[WHAT TO PRODUCE] Give again the line that contains "AR game engine: the player needs to interact with the crane", plus every line after it to the end of the records, unchanged.
[Opening RECORDS FOR PROCESSING section]
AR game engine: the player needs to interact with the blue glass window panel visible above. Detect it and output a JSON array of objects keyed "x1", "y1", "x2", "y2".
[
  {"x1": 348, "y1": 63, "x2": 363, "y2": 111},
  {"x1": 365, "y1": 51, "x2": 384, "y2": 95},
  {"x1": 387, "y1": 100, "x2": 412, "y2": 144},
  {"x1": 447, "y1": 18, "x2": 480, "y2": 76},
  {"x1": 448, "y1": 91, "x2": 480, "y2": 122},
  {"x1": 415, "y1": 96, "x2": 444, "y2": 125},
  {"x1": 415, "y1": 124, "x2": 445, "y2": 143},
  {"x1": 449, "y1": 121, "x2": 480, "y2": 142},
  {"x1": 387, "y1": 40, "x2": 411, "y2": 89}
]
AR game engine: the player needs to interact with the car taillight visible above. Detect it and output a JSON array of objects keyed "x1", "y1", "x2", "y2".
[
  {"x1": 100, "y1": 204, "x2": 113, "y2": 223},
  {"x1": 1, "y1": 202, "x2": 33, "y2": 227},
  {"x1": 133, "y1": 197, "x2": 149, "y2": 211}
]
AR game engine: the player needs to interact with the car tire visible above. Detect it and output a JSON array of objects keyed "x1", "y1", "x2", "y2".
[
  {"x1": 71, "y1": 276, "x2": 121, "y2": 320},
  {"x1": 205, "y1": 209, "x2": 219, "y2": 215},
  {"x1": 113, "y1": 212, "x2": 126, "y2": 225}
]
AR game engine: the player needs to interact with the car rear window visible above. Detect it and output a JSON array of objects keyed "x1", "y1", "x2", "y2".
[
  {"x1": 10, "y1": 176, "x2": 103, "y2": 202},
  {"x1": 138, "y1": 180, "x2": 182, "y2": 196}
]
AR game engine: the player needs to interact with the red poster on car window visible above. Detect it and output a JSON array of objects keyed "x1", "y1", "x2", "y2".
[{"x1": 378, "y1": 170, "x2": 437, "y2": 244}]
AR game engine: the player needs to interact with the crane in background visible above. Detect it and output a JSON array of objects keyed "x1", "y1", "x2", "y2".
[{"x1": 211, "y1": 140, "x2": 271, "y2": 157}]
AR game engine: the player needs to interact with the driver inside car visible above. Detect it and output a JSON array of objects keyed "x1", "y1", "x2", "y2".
[Closing RECORDS FOR PROCESSING section]
[EXERCISE RESPONSE]
AR game engine: the player needs to interact with the crane in background visible above. Detect it and output a JSON array of objects keyed "x1", "y1", "x2", "y2".
[{"x1": 211, "y1": 140, "x2": 271, "y2": 157}]
AR game engine: the player needs to interact with the driver inside car visible above. Detect it and output a JSON array of objects keyed "x1", "y1", "x2", "y2".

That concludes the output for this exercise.